### Source material
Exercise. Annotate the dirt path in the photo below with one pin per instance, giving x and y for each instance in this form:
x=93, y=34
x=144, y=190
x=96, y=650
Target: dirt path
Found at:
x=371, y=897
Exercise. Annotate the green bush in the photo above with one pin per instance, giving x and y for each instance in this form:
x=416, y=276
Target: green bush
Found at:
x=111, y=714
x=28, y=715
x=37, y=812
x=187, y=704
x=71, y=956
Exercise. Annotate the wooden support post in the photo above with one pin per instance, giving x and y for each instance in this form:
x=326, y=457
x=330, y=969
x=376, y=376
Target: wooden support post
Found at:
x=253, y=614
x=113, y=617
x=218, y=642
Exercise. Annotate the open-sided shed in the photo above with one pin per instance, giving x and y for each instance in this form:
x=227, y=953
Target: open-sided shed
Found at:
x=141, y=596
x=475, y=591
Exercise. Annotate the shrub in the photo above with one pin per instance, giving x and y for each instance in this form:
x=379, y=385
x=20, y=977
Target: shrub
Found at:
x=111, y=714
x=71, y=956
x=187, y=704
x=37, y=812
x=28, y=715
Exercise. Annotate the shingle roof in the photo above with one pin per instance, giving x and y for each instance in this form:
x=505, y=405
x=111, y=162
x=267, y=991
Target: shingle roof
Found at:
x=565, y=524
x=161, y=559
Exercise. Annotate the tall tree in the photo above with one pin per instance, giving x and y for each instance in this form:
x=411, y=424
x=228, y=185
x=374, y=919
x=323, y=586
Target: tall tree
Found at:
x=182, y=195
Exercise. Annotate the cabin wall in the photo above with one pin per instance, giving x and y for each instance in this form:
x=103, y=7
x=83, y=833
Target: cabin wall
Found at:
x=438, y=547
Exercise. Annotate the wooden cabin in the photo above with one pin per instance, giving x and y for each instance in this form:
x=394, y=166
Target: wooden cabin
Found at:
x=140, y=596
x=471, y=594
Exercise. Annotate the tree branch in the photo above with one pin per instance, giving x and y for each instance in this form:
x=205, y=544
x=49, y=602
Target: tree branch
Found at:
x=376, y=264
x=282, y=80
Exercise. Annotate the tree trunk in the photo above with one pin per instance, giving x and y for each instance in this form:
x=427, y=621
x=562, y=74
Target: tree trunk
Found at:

### Problem details
Format every line of the data above as a Markdown table with the columns "No." and "Line", numbering the rows in order and leaving out blank lines.

### Exercise answer
| No. | Line |
|---|---|
| 1 | Exercise. Annotate the dirt path in the photo below with one pin per instance, giving x and y for each instance in this form: |
| 2 | x=93, y=34 |
| 3 | x=144, y=190 |
| 4 | x=96, y=650 |
| 5 | Target: dirt path |
| 6 | Found at: |
| 7 | x=371, y=897 |
| 8 | Exercise. Annotate the green bush in the photo above with one pin per instance, giving x and y for each instance in this form: |
| 9 | x=416, y=276 |
| 10 | Target: green bush |
| 11 | Found at: |
| 12 | x=111, y=714 |
| 13 | x=28, y=715 |
| 14 | x=37, y=812 |
| 15 | x=187, y=704 |
| 16 | x=71, y=956 |
| 17 | Exercise. Annotate the wooden support post in the photo above with one pin per instance, giving x and y for each instance in this form: |
| 18 | x=326, y=457 |
| 19 | x=330, y=969 |
| 20 | x=376, y=376 |
| 21 | Target: wooden support post |
| 22 | Found at: |
| 23 | x=253, y=614 |
| 24 | x=113, y=617 |
| 25 | x=218, y=642 |
| 26 | Exercise. Annotate the open-sided shed in the photo above with one pin per instance, giving x and y for each instance in this form: |
| 27 | x=227, y=953 |
| 28 | Target: open-sided shed |
| 29 | Found at: |
| 30 | x=141, y=596 |
| 31 | x=475, y=591 |
| 32 | Exercise. Annotate the shrub in the photo above with one pin per instance, giving x and y for each instance in this form: |
| 33 | x=379, y=385 |
| 34 | x=20, y=977 |
| 35 | Target: shrub |
| 36 | Found at: |
| 37 | x=111, y=714 |
| 38 | x=71, y=956 |
| 39 | x=187, y=704 |
| 40 | x=37, y=812 |
| 41 | x=28, y=715 |
| 42 | Exercise. Annotate the shingle roof in the photo above with one pin per instance, giving x and y for each instance in this form: |
| 43 | x=505, y=405 |
| 44 | x=111, y=162 |
| 45 | x=267, y=991 |
| 46 | Target: shingle roof |
| 47 | Found at: |
| 48 | x=565, y=524 |
| 49 | x=161, y=559 |
| 50 | Exercise. Annotate the tall tree in the photo above with one pin per instance, giving x and y for each instance in this form: |
| 51 | x=411, y=424 |
| 52 | x=228, y=185 |
| 53 | x=374, y=919 |
| 54 | x=323, y=586 |
| 55 | Target: tall tree |
| 56 | Found at: |
| 57 | x=182, y=195 |
| 58 | Exercise. Annotate the cabin wall in the photo above with one pin per instance, giving x and y for each instance in this form: |
| 59 | x=103, y=7 |
| 60 | x=83, y=833 |
| 61 | Target: cabin wall |
| 62 | Found at: |
| 63 | x=438, y=547 |
| 64 | Exercise. Annotate the wooden cabin in the photo above with one pin per instance, giving x and y for each instance in this form: |
| 65 | x=394, y=166 |
| 66 | Target: wooden cabin |
| 67 | Found at: |
| 68 | x=140, y=596 |
| 69 | x=471, y=594 |
| 70 | Exercise. Annotate the tree branch in the photo above with one pin per instance, giving x and y for each instance in this form: |
| 71 | x=205, y=544 |
| 72 | x=49, y=602 |
| 73 | Target: tree branch |
| 74 | Found at: |
| 75 | x=376, y=264 |
| 76 | x=282, y=80 |
| 77 | Exercise. Annotate the tree trunk in the photo above with one pin per instance, giving x and y for each instance in this form: |
| 78 | x=427, y=621 |
| 79 | x=562, y=74 |
| 80 | Target: tree trunk |
| 81 | Found at: |